**What is required**
Show every line of the records that contains the word "mirror".

--- begin Information supplied ---

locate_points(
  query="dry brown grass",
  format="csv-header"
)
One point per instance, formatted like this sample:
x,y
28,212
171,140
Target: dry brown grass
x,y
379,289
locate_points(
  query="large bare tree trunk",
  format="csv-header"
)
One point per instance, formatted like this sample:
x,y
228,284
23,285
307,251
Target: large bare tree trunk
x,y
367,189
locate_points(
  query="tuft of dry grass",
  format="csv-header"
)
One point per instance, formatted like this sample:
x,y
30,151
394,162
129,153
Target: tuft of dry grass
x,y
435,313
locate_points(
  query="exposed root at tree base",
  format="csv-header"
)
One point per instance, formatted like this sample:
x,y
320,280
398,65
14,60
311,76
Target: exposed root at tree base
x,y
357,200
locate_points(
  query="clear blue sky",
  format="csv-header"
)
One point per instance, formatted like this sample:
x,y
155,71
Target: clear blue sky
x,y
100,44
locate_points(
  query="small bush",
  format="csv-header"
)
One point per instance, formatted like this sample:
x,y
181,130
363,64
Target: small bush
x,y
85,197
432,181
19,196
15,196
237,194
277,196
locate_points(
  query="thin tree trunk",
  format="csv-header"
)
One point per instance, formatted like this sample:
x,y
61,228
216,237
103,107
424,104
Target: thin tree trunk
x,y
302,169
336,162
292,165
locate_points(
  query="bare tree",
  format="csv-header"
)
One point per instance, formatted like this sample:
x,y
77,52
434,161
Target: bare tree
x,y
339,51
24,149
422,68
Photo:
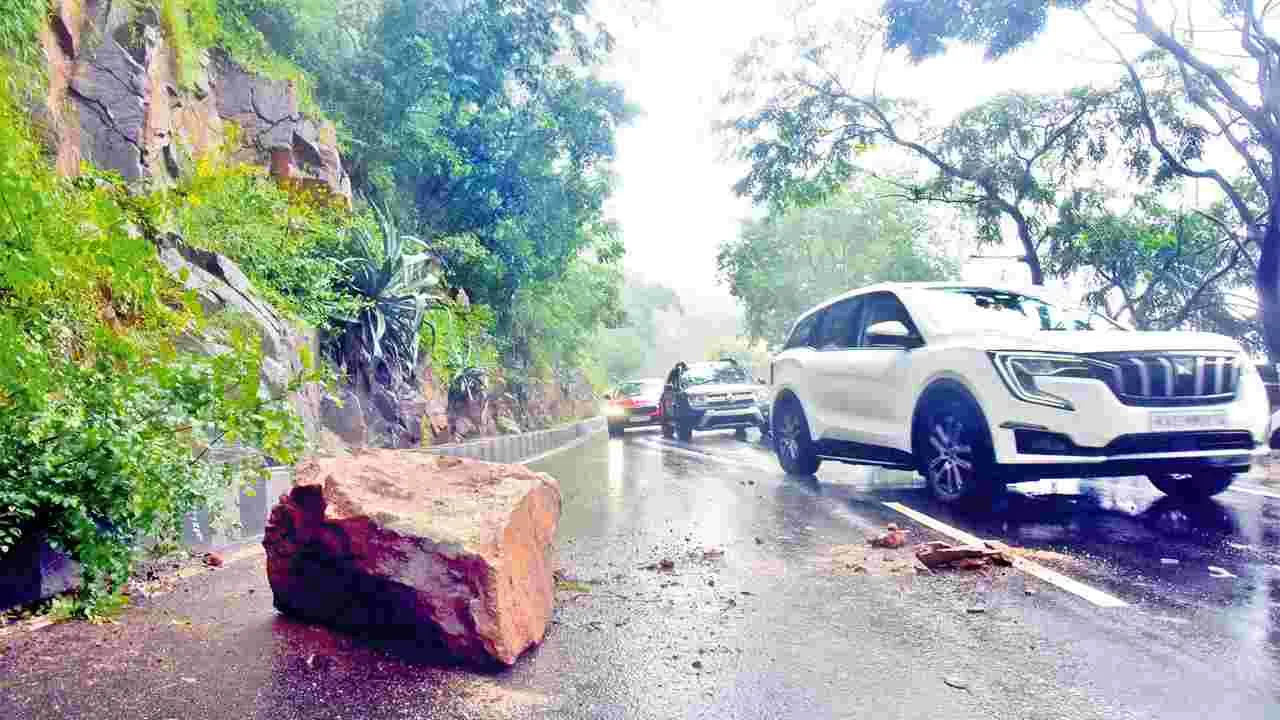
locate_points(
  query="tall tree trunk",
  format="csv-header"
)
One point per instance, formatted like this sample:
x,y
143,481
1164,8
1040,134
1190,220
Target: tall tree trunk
x,y
1024,235
1269,286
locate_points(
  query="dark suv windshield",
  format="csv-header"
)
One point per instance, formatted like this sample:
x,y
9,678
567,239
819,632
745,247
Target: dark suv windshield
x,y
1001,310
707,373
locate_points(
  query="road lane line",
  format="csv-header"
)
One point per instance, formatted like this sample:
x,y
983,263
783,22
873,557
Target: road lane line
x,y
736,463
1034,569
1255,491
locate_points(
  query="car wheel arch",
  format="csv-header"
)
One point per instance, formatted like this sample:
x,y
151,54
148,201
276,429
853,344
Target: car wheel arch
x,y
942,386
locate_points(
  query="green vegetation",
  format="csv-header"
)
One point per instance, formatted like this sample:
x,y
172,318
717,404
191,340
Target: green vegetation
x,y
289,245
396,283
782,265
19,26
103,418
460,338
480,128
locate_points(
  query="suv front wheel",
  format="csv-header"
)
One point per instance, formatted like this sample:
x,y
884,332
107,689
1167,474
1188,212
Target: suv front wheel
x,y
1193,486
954,450
792,441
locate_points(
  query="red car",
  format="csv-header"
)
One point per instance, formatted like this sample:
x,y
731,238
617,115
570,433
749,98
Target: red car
x,y
632,404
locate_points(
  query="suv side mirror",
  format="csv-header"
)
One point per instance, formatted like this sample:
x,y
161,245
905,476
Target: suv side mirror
x,y
892,333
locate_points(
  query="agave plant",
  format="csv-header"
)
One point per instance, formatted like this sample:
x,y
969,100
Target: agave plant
x,y
398,282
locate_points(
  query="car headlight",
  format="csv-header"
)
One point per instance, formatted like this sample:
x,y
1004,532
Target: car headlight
x,y
1020,369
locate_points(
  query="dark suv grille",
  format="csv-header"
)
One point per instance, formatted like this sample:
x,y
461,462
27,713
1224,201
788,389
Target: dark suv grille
x,y
1169,378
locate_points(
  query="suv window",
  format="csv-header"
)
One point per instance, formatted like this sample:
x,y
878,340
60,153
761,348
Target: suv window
x,y
837,331
804,332
880,308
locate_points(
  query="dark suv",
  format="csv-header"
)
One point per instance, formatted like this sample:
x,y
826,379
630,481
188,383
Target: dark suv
x,y
711,396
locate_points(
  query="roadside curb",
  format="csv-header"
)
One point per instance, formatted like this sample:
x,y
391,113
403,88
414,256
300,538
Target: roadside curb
x,y
524,446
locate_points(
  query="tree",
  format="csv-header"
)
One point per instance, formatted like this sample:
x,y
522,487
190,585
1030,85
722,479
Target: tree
x,y
1153,267
780,267
1005,159
1238,103
626,350
480,123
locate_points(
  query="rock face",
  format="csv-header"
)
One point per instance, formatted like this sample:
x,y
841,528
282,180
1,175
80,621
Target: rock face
x,y
115,99
452,556
33,570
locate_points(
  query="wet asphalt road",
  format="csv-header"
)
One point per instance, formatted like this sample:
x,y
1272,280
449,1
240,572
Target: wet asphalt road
x,y
780,625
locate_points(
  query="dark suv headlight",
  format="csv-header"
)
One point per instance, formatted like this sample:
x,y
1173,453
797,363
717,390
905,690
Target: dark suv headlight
x,y
1020,369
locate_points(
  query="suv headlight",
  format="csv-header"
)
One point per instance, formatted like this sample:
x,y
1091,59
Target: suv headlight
x,y
1020,369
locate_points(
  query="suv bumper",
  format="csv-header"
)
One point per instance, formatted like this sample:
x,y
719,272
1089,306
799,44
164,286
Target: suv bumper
x,y
1105,437
728,418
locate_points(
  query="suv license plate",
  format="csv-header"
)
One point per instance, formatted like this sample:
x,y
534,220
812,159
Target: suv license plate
x,y
1166,422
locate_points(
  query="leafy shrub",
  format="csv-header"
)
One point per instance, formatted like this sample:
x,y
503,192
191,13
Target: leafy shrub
x,y
287,245
101,415
460,337
19,24
397,282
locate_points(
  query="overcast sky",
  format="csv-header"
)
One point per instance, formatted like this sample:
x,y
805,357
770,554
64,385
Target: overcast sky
x,y
675,201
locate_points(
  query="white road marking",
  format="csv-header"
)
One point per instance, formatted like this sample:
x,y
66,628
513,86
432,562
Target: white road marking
x,y
1034,569
1255,491
736,463
556,450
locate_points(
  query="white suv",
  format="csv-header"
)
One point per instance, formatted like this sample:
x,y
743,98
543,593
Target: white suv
x,y
979,386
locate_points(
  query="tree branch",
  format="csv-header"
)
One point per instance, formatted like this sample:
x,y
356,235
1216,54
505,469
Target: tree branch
x,y
1148,122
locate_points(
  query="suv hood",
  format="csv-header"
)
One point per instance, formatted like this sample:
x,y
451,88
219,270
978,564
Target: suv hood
x,y
717,388
1109,341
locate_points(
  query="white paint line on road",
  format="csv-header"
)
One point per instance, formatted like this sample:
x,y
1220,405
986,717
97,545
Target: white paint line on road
x,y
736,463
1034,569
1255,491
554,450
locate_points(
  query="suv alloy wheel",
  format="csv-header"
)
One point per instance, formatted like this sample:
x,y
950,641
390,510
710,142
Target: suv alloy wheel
x,y
956,456
1193,486
792,440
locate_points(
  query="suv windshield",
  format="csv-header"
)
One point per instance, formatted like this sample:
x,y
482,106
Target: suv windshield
x,y
640,387
705,373
1002,310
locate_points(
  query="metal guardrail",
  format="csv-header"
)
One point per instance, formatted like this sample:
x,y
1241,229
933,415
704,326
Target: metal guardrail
x,y
245,510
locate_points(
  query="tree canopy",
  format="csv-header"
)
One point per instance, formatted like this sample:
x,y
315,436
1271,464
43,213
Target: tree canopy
x,y
781,265
1235,100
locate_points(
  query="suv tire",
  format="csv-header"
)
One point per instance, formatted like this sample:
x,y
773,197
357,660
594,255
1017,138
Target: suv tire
x,y
792,441
954,449
1193,486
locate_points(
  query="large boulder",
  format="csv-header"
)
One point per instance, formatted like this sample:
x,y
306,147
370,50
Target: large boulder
x,y
452,556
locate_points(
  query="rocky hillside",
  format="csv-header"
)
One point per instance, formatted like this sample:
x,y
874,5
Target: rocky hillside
x,y
114,99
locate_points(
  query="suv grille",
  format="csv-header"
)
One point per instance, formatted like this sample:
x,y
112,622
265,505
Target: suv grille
x,y
1169,378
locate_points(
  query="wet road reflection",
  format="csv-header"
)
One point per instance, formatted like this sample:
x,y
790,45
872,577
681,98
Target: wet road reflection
x,y
757,616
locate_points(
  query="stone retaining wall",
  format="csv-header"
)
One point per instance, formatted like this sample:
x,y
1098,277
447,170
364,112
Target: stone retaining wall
x,y
246,511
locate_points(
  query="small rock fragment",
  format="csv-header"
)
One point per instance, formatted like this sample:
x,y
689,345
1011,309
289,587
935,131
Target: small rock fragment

--- end Information supplied ---

**Answer below**
  query="suv side mirror",
Target: suv side mirror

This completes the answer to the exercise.